Task =
Find each line below where the word "tree" occurs, and copy it.

Data supplied =
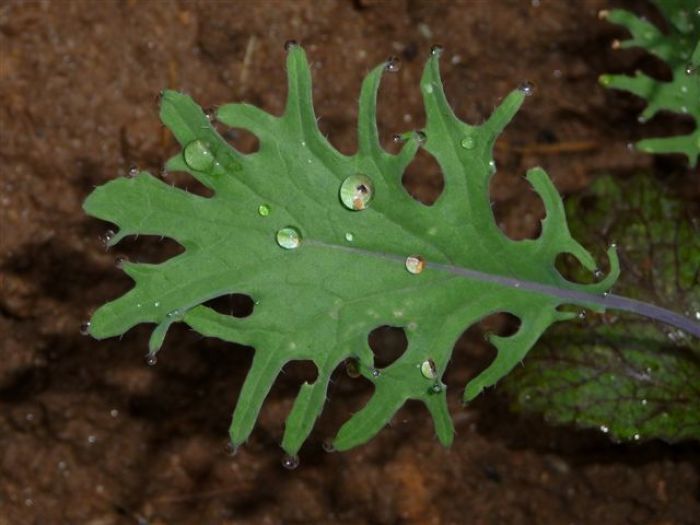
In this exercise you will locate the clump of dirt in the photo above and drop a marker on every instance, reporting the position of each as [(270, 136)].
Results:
[(90, 434)]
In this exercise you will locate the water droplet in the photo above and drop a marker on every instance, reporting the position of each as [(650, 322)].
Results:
[(289, 238), (415, 264), (352, 368), (468, 143), (527, 88), (107, 237), (428, 369), (198, 156), (392, 65), (290, 462), (356, 192)]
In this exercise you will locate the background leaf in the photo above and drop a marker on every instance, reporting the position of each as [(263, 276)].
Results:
[(627, 376)]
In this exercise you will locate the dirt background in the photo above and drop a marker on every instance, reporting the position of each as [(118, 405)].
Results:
[(90, 434)]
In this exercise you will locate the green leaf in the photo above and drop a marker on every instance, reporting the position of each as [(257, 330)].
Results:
[(326, 262), (628, 376), (680, 49)]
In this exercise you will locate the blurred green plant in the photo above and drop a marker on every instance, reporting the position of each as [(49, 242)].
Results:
[(679, 48), (628, 376)]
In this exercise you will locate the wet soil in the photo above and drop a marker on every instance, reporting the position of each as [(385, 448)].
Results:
[(90, 434)]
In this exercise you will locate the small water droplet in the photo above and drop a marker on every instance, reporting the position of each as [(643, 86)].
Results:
[(289, 238), (231, 449), (352, 368), (428, 369), (468, 143), (107, 237), (415, 264), (392, 65), (290, 462), (198, 156), (527, 88), (356, 192)]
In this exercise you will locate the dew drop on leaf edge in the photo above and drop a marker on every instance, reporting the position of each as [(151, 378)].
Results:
[(356, 192), (198, 156), (289, 238)]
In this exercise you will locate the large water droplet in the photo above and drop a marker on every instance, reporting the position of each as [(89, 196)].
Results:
[(356, 192), (468, 142), (290, 462), (415, 264), (392, 65), (428, 369), (198, 156), (527, 88), (289, 238)]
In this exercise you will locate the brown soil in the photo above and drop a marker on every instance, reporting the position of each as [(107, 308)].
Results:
[(89, 434)]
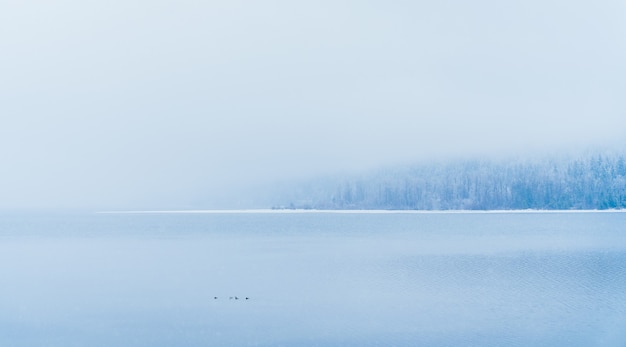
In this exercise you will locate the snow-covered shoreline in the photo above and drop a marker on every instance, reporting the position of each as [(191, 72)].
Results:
[(313, 211)]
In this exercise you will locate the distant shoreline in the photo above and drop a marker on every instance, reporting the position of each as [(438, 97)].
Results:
[(314, 211)]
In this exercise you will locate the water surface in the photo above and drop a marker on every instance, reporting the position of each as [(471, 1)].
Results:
[(313, 279)]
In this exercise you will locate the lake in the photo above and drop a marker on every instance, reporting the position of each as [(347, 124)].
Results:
[(313, 279)]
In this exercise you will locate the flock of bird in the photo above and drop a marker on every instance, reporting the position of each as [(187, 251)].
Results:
[(231, 298)]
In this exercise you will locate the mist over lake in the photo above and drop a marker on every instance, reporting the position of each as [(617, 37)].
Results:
[(311, 279)]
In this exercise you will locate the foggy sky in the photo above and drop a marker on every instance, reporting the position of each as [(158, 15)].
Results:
[(134, 103)]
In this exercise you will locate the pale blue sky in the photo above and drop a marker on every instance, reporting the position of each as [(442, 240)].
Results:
[(160, 103)]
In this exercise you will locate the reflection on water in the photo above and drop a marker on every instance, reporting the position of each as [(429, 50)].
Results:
[(313, 279)]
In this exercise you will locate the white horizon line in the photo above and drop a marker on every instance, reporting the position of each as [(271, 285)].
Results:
[(312, 211)]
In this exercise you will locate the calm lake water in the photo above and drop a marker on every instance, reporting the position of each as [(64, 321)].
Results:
[(313, 279)]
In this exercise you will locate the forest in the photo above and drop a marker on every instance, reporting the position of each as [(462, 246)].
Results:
[(595, 181)]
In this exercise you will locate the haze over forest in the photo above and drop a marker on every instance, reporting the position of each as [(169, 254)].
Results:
[(136, 104), (591, 181)]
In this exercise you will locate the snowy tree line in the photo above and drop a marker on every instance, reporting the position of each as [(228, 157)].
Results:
[(586, 182)]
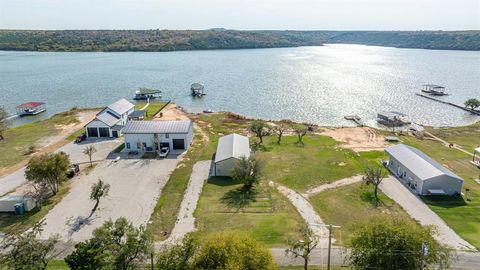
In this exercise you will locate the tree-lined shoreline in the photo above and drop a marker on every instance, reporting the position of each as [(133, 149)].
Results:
[(212, 39)]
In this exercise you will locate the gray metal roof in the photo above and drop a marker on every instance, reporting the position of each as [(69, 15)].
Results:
[(108, 119), (148, 127), (121, 106), (232, 146), (418, 163)]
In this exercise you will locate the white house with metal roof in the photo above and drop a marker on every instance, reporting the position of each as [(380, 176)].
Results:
[(230, 148), (111, 120), (422, 174), (150, 136)]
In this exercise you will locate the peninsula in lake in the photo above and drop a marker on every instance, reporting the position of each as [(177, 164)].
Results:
[(174, 40)]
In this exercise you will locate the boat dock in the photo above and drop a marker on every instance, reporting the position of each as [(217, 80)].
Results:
[(354, 118), (449, 103)]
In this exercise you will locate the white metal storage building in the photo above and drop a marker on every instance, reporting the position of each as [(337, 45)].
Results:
[(111, 120), (424, 175), (149, 136), (230, 148)]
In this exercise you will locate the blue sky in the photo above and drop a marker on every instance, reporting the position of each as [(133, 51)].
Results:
[(241, 14)]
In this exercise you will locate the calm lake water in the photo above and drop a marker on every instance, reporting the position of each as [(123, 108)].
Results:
[(309, 84)]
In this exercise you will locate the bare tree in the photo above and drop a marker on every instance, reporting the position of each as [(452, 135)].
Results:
[(99, 190), (89, 151), (279, 130), (374, 176), (303, 247)]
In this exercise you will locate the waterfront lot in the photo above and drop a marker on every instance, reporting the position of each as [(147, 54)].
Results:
[(264, 213), (135, 187)]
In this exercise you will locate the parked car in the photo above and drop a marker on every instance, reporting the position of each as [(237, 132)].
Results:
[(74, 169), (81, 138), (164, 152)]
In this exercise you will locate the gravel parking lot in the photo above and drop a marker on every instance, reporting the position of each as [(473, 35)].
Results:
[(14, 180), (135, 187)]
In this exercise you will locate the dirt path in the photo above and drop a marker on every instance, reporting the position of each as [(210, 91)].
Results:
[(357, 138), (422, 213), (336, 184), (307, 212), (186, 221)]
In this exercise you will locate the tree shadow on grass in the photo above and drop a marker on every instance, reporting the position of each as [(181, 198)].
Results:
[(239, 198)]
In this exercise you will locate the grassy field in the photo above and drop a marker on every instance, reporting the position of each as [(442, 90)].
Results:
[(467, 136), (264, 213), (11, 223), (152, 109), (320, 160), (351, 205), (18, 140), (461, 214)]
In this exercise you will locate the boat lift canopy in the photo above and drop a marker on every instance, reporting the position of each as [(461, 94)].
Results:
[(30, 105)]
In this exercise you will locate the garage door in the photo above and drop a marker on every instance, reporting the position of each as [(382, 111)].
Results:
[(92, 132), (178, 144), (104, 132)]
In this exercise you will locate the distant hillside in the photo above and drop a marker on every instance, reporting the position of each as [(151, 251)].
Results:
[(172, 40)]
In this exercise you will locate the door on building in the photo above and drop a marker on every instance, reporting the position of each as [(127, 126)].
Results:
[(104, 132), (92, 132), (178, 144)]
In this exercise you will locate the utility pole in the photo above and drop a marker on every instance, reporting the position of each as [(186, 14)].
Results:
[(329, 227)]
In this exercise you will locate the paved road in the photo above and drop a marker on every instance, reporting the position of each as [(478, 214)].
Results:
[(307, 212), (420, 212), (14, 180), (465, 260), (185, 221), (135, 186)]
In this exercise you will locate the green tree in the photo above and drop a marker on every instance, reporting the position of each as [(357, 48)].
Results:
[(260, 129), (26, 252), (48, 170), (247, 171), (303, 247), (179, 256), (98, 191), (3, 122), (472, 103), (115, 245), (386, 243), (233, 251), (279, 130), (89, 151), (374, 175), (301, 130)]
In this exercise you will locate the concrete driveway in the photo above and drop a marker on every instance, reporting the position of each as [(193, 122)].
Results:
[(419, 211), (14, 180), (135, 185)]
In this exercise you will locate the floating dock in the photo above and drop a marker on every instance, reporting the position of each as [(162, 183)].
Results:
[(449, 103), (355, 118)]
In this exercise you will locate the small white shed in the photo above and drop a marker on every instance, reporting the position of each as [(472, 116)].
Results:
[(7, 203), (422, 174), (230, 148)]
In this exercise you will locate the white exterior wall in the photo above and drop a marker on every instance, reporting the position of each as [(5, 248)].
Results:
[(223, 167), (98, 124)]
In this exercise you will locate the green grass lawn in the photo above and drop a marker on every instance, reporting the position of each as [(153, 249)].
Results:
[(265, 214), (12, 223), (461, 214), (351, 205), (18, 139), (152, 109), (467, 136), (320, 160)]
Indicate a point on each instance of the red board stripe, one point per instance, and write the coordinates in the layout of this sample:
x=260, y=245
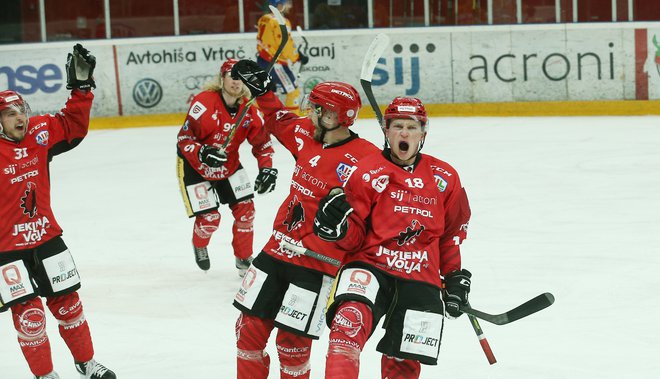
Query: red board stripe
x=641, y=55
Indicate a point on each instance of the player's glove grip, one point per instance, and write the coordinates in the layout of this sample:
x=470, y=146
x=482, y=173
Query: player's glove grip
x=265, y=181
x=457, y=288
x=80, y=69
x=331, y=221
x=212, y=156
x=255, y=78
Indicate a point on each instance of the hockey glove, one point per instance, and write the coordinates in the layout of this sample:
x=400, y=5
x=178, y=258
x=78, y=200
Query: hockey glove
x=252, y=75
x=212, y=156
x=80, y=69
x=331, y=221
x=457, y=288
x=303, y=59
x=265, y=181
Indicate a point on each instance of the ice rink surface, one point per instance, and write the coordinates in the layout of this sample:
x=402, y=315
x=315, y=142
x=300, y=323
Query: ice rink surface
x=565, y=205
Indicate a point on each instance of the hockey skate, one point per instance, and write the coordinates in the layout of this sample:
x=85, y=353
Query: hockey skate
x=52, y=375
x=202, y=257
x=242, y=265
x=94, y=370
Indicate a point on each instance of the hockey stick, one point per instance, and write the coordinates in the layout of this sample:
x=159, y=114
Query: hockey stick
x=529, y=307
x=482, y=340
x=371, y=58
x=300, y=250
x=305, y=43
x=285, y=37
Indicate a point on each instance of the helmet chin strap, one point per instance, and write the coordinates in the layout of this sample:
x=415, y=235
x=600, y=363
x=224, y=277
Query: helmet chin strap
x=324, y=129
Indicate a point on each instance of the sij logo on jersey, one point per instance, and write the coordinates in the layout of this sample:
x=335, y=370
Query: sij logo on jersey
x=295, y=214
x=408, y=235
x=344, y=172
x=29, y=201
x=42, y=138
x=440, y=182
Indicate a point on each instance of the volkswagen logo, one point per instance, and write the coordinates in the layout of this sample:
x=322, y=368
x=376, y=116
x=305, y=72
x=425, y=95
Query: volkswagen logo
x=147, y=93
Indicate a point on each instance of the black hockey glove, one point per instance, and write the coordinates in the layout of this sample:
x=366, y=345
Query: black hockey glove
x=457, y=288
x=253, y=76
x=80, y=69
x=331, y=221
x=265, y=181
x=212, y=156
x=304, y=59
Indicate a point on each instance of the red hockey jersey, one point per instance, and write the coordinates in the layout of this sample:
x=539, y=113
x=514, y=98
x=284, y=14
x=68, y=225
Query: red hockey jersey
x=408, y=224
x=318, y=169
x=208, y=122
x=27, y=218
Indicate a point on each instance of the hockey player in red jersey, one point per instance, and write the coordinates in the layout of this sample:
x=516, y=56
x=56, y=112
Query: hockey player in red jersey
x=34, y=260
x=401, y=218
x=282, y=289
x=210, y=174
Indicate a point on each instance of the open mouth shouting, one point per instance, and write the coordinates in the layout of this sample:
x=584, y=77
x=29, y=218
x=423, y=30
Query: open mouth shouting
x=403, y=147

Task result =
In this exercise you will locate the snowy tree line in the photo above and drop a marker on every instance, reporting the position of each as [(228, 157)].
In this exercise you will locate the tree-lined shoreline in the photo above and drop a marker on every instance, reporting the position of each as [(133, 149)].
In this exercise you will locate the bare tree in the photo above and drop a marker on every instance, reporting the position of each as [(452, 135)].
In this exercise you will locate the tree shadow on grass in the photo above and drop a marker on every instance, reporting the position of each as [(181, 198)].
In this exercise you will locate the green tree in the photo above and drop a marker on every instance, reporting the position of each as [(357, 48)].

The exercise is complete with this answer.